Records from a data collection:
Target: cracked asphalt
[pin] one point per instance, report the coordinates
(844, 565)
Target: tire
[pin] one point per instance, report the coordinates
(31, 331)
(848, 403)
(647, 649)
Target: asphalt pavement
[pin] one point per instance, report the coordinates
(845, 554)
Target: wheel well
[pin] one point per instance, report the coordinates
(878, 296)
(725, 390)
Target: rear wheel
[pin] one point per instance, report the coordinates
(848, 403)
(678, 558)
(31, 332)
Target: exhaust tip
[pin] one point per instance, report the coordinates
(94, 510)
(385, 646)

Set problem » Could you reproduce all of the material above with every "report the coordinates" swapped for "give the coordinates" and nothing else changed?

Response to the task »
Target: cracked asphalt
[pin] one point per instance, give the coordinates
(844, 565)
Target: tire
[pin] one point per instance, give the coordinates
(31, 331)
(848, 403)
(647, 649)
Target: asphalt pavement
[pin] one point per instance, give the coordinates
(845, 554)
Target: wheel well
[pin] one point per instance, give the coordinates
(878, 296)
(725, 390)
Target: rear wheel
[pin] one point per instance, give the coordinates
(848, 403)
(678, 558)
(31, 332)
Target: exhaust tip
[pin] one point per instance, give the coordinates
(94, 510)
(385, 646)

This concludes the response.